── Records shown ──

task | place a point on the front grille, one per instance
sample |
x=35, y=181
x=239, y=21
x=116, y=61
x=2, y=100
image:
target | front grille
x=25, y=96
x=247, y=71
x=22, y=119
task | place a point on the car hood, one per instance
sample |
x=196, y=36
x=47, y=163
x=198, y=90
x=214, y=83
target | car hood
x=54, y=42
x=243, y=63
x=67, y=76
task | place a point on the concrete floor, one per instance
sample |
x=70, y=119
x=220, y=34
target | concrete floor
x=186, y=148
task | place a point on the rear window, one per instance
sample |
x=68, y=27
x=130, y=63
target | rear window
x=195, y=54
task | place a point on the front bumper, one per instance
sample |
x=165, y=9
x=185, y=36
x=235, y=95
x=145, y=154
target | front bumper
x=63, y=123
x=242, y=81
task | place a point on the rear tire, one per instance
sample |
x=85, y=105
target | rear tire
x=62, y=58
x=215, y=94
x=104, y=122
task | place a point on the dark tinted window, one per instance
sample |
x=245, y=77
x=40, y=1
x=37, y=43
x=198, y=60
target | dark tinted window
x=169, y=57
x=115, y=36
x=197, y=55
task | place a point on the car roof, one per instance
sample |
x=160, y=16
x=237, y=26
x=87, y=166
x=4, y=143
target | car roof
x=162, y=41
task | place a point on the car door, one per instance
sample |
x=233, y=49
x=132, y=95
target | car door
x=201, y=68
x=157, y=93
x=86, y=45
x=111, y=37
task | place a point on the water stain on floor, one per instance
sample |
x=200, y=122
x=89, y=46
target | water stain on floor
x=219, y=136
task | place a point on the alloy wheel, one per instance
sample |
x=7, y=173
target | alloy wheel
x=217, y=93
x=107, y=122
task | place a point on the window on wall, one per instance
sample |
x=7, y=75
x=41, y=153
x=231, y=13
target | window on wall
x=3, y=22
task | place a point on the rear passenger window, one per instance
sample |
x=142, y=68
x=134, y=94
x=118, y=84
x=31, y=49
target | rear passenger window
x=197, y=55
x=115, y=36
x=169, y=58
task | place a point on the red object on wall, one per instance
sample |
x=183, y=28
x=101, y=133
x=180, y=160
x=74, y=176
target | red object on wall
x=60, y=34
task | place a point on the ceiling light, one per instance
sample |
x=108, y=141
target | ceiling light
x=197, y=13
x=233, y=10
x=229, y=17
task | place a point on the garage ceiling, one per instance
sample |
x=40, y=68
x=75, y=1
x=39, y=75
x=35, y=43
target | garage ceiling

───

Work required >> Every line above with the word "garage" belongs in the answer, copied as written.

Task solution >>
task | place a point on the garage ceiling, one per instance
target | garage ceiling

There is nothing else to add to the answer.